**Problem:** Print the listing below in its entirety, character for character.

**Working data:**
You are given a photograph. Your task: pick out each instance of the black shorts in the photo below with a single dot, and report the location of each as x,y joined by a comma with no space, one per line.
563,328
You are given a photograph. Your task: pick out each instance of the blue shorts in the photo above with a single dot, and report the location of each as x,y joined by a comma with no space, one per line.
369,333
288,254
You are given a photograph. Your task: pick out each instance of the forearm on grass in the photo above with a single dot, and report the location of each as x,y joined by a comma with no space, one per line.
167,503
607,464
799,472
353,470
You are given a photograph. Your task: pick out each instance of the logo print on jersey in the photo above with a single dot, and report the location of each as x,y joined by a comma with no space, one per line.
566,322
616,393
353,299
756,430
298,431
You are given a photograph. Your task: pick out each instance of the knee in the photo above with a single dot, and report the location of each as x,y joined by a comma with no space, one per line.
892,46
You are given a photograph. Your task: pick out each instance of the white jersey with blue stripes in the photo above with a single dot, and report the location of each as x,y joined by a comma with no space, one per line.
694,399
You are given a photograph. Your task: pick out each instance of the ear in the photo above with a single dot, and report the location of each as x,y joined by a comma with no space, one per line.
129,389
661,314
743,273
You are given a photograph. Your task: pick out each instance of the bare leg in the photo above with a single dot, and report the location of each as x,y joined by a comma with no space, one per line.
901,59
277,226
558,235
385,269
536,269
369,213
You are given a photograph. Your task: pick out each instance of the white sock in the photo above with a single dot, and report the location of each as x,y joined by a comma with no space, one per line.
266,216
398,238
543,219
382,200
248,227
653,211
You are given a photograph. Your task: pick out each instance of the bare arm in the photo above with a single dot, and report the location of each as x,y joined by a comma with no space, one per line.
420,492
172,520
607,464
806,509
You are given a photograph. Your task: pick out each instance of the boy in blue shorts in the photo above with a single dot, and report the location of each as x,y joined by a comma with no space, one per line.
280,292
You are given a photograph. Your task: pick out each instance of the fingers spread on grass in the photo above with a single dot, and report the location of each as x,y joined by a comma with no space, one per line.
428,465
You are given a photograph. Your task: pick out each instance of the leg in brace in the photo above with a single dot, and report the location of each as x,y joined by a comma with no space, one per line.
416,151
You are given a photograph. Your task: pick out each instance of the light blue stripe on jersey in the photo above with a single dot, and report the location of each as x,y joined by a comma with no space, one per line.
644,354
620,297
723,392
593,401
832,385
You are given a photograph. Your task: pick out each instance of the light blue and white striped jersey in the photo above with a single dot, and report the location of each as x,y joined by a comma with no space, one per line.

**Output for this exercise:**
You are given a photograph. Your task: pick out each instance of the black shorts in the photo below with a single dot, and report the location of each as x,y joined by a comma with no space, one per line.
563,328
You are given a photograph. Your task: pick out each instance of the blue shorts in the photo above with a single dot, and report the location of each as x,y joined by a comma with no space, one per line.
369,333
288,254
You are given a photograph. Your task: pick out each instance of the forearm on grass in the photo above with a single dot, and report the location of each as x,y joined by a comma with no space, one per line.
167,503
607,464
799,472
353,470
You are given a photograph. Your task: pick out each instance of the logo print on jersey in the photo above with a single dot, and report the location of each as x,y joined by a comma with no space, one per line.
566,322
616,393
353,299
756,430
298,431
You are given a photograph. Your task: pick out each instance of the knee in the photo above with a single dot, and report the location of each as x,y joined by a comma with no space, one per line.
892,46
You are given a photograph. Your task: pick out each instance of the white jersey with blue stripes in the photo above with a single dot, and report the location of each as x,y joined by a comma with no space, one per line.
694,399
You are given a photograph. Your task: pick out each instance of the ear in the photo above with a single dot, and report the location of each as x,y joined by a comma with no space, one per line.
129,389
661,314
743,273
You are given a photograph. Your task: pick out each instance of the bare leg in the photo above with a single dot, and report the location of each as x,y joined by a comma with no space, one per line.
901,59
277,226
558,235
385,269
536,269
369,213
You are given a photograph. Your task: pick out each instance of the white sock in the photo above with a single dot, and report the location of each as x,y joined by a comma with no space, one per line.
266,216
398,238
543,219
382,200
248,227
653,211
You are given a photograph. Your task: pick out each instance of the bare arm in the photo above with a single dot, and report the location of each as x,y joined by a comma with no space, one per line.
420,492
172,520
607,464
806,509
You are given a photograph. Your task: pick out each instance of the boy in blue shorts in the photo above with a single dot, and report the location of each as x,y joined by a comma with no space, one per line.
280,292
You are given a photograph. Your task: pick out each instance of the fingers spread on grass in the photo above with a single dot, and report the location of each as x,y joined by a comma with no space, one per line.
428,465
You are given a photograph. Your task: pick out each instance of the leg in brace in the photo above with a single dot, and report the location of each as x,y joined by a comma with no space, one per line.
416,151
You are given a photograph. Your task: pick out each instance of the light blue stripe on jersey in the photo above with a single dot, and report the location of each as x,y joined by a comma with no space, one per line.
644,354
620,297
723,392
593,401
832,385
You are given a photograph. Your task: pick out each instance of the light blue and white striped jersey in the photo above with a single dot, and report the location of each as x,y joined by a comma with no space, one per line.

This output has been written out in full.